• _Extracto de la fuente_:
********
(La Ruda Realidad, columna semanal de Ocio - Público, Milenio)
Al menos ya pasó lo peor. Por ahora. Los primeros días de clases. Mi mala memoria no me ayuda a prevenir a que cada semestre me angustiaré de la misma manera. Podrán decir que es perfeccionismo, pero en verdad no lo es, simplemente no puedo concebir la escena de pararme ahí ante el grupo sin la menor idea de qué tratará la clase, por eso hago programas en donde sesión por sesión se establecen los temas. Me pregunto cómo lo hacen los demás. Dicen que ser profesor es una labor solitaria porque está uno ahí con el grupo sin saber si está haciéndolo bien. Además el sistema educativo público, en términos reales no nos evalúa o si lo hace no hay consecuencias. Por eso hay profesores que llegan a improvisar, a sacar sus frustraciones personales, a extorsionar a los chavos, o que simplemente no van.
La segunda angustia es pueril. Pánico escénico. Me imagino entrando al salón de clases donde alumnos-robot me juzgan y descubren al instante todos mis errores. Con sus preguntas sagaces hacen que mi cerebro busque sin éxito la información en los archivos más recónditos, mientras me lamento por no haber puesto atención o entrado a la clase o leído el libro donde debí aprenderlo. En la pesadilla, yo trato de improvisar, pero ellos no se inmutan, preguntan más y más, hasta que no me queda otra que disculparme y retirarme del aula. Por suerte eso jamás ha ocurrido, en cuanto los veo y nos saludamos, el miedo desaparece. A la larga algunos de ellos serán mis becarios, o mejor aún, colegas y amigos.
La tercera angustia es la peor de todas. Ya en clase, acostumbro a hacer pausas para hacerlos participar, por lo general hago preguntas muy elemental u obvias. No sé si falla mi percepción, pero cada semestre los alumnos saben menos. Lo peor es intentar leer lo que redactan. Antes les pedía trabajos de investigación, no tenía sentido porque ya es práctica común bajar trozos completos de Internet, el famoso copy&paste. Ahora les hago exámenes y no me queda de otra que horrorizarme, no digamos por las faltas de ortografía, sino por la incongruencia y a veces notoria incapacidad de ligar dos ideas. Les parecerá mounstroso lo que voy a decirles: hace ya un rato me di por vencida en cuanto a corregirlos; los califico y punto. Discúlpenme, supera mi capacidad. Sus errores son estructurales, vienen no sólo desde la primaria sino incluso de una ignorancia colectiva.
********
• _Material proporcionado_:
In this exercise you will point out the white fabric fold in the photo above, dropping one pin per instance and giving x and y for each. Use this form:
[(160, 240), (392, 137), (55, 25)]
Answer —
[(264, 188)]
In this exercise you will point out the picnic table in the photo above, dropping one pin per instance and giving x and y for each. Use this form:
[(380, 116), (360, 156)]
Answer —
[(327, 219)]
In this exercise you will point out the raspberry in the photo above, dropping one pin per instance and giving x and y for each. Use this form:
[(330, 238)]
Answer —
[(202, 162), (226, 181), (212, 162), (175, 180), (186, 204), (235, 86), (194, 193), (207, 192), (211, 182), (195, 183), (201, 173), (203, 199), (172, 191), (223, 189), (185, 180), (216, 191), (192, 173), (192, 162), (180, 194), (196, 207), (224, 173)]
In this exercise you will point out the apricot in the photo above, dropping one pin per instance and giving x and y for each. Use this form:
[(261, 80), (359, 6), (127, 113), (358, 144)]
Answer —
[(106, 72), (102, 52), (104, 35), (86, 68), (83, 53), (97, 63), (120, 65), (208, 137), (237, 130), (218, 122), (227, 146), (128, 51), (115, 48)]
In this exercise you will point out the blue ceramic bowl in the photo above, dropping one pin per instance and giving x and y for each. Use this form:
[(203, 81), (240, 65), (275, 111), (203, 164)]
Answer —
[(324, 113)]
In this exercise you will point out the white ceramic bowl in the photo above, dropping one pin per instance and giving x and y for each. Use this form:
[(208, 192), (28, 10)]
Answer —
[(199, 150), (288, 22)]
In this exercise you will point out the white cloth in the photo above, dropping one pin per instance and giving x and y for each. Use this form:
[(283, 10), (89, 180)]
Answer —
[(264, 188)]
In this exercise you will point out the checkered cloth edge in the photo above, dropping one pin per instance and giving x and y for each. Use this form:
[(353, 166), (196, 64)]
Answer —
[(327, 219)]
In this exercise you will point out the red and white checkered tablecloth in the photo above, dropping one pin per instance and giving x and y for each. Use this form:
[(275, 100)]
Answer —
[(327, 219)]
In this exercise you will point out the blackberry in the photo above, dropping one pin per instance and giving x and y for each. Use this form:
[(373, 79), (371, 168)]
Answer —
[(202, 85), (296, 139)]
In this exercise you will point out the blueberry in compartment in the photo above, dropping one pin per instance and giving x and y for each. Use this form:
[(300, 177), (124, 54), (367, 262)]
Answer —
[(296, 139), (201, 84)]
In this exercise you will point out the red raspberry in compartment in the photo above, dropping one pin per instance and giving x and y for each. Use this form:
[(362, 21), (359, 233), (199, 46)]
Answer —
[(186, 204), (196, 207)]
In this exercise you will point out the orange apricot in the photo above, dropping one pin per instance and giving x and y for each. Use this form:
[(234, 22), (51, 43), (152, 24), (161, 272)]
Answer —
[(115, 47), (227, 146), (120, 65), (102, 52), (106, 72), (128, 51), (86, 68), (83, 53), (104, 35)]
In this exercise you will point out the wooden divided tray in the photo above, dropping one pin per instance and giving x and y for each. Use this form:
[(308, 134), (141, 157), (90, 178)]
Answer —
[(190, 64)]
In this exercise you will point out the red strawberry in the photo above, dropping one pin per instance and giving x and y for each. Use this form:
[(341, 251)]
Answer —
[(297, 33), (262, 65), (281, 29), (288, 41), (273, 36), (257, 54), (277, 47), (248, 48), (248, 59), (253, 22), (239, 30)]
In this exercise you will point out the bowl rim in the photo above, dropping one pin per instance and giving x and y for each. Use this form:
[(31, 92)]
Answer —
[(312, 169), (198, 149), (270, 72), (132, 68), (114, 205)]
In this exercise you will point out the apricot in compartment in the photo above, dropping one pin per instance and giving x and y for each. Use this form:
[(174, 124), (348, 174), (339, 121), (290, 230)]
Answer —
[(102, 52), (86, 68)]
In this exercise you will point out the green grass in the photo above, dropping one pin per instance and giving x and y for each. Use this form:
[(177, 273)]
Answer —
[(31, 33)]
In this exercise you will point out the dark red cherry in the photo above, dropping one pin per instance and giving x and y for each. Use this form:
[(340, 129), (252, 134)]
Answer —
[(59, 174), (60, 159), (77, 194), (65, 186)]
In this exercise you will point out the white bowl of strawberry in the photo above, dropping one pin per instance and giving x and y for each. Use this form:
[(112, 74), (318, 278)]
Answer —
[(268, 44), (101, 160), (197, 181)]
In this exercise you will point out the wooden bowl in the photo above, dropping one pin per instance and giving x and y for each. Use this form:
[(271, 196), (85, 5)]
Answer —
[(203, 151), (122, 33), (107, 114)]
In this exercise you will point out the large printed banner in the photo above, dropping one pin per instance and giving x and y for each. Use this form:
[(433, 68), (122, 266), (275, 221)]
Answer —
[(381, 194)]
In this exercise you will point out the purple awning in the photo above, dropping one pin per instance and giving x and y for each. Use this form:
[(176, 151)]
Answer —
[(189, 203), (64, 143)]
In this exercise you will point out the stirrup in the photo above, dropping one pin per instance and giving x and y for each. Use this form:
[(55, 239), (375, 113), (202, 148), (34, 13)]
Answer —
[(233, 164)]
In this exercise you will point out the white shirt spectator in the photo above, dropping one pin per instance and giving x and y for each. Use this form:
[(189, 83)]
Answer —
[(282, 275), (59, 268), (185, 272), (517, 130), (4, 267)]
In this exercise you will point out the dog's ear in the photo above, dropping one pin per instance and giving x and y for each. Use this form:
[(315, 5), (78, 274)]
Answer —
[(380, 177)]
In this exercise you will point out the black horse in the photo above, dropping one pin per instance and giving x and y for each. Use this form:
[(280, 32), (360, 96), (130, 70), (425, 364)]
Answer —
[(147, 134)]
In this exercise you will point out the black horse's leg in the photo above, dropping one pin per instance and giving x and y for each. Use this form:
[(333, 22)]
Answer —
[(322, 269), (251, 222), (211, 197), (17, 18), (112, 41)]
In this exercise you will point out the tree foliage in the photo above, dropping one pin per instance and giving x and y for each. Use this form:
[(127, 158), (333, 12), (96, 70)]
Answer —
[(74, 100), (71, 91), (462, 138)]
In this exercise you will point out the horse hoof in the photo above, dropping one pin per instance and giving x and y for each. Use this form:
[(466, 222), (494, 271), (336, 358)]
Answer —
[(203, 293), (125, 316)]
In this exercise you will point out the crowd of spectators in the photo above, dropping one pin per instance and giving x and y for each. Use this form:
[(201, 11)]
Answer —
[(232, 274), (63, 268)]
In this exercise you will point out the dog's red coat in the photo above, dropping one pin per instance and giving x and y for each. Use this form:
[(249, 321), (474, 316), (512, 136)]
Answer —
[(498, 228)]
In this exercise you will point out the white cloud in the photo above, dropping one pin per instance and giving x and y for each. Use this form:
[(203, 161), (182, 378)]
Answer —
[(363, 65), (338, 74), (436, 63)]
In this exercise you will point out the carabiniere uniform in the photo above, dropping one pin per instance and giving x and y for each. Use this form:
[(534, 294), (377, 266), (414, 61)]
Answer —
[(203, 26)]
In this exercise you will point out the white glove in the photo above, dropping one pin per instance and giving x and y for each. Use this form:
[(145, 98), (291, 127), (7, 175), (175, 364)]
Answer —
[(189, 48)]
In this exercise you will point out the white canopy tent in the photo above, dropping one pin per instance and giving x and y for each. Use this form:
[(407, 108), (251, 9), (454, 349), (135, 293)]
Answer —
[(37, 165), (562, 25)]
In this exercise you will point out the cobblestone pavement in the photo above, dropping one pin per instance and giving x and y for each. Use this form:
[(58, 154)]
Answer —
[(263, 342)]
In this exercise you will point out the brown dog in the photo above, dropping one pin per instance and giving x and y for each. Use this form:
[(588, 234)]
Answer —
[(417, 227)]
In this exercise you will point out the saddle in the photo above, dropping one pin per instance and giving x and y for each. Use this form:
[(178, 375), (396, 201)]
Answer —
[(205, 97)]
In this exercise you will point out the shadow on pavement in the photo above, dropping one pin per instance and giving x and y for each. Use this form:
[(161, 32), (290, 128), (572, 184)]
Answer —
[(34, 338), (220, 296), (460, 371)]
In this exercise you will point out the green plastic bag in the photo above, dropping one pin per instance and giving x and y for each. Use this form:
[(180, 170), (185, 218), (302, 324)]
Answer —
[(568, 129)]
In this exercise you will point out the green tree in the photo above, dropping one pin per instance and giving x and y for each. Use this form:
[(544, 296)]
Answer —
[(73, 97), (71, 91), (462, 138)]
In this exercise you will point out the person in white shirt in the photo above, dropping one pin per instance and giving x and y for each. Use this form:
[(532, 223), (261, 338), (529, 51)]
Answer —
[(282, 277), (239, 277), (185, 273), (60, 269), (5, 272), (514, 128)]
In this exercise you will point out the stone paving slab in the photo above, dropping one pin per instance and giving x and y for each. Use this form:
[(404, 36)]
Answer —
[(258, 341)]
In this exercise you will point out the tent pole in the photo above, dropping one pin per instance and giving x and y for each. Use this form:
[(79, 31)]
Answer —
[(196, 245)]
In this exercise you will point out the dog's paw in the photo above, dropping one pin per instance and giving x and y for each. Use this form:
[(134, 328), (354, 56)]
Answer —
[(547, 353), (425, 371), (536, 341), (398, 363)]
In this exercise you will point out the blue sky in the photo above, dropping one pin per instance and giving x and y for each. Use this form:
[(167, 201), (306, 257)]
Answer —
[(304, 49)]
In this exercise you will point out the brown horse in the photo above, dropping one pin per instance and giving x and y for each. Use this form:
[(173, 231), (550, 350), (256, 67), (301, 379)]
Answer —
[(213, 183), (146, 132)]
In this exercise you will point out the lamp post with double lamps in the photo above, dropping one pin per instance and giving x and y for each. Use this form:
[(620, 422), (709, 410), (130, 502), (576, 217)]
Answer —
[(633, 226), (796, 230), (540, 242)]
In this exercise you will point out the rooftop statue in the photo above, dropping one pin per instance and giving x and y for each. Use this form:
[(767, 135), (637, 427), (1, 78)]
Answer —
********
• _Preguntas_:
#1 Según la columna sobre el inicio de clases, ¿qué práctica común quitó sentido a pedir trabajos de investigación?
#2 Traduce al inglés esta oración de la columna sobre el inicio de clases: "Por suerte eso jamás ha ocurrido, en cuanto los veo y nos saludamos, el miedo desaparece."
#3 Prosigue la columna sobre el inicio de clases a partir de su última oración.

• _Respuestas en orden_:
#1 Bajar trozos completos de Internet, el famoso copy&paste.

#2 Luckily that has never happened; as soon as I see them and we greet each other, the fear disappears.

#3
Lamentablemente me toca estar al final del tubo, en el nivel universitario, soy copartícipe del egreso de profesionistas... de papel. Como la médico que me atendió en el área de urgencias de un hospital según esto nice, la chica no tenía ni idea de cómo explorarme. Me había pasado un taxi encima del pié (quien, por cierto, ignoraba el para qué de las rayas amarillas y creía que al tener el “siga” podía dar vuelta a toda velocidad sin fijarse). La doctora no podía explicarme si tenía un esguince o no, a falta de palabras hacía gestos con las manos ilustrando el tirón que yo había sufrido. Yo me porté como una paciente-robot y con base en preguntas específicas e incisivas logré que admitiera que no sabía y que se fuera a hablarle a otro médico, el cual regresó y, usándome de ejemplo, le dio una lección de cómo hacer la exploración y cuál era el diagnóstico.
Los primeros días del ciclo escolar son para mi siempre así. Para colmo, las noticias me refuerzan la cuarta angustia: que la ignorancia se va convirtiendo en la epidemia del país.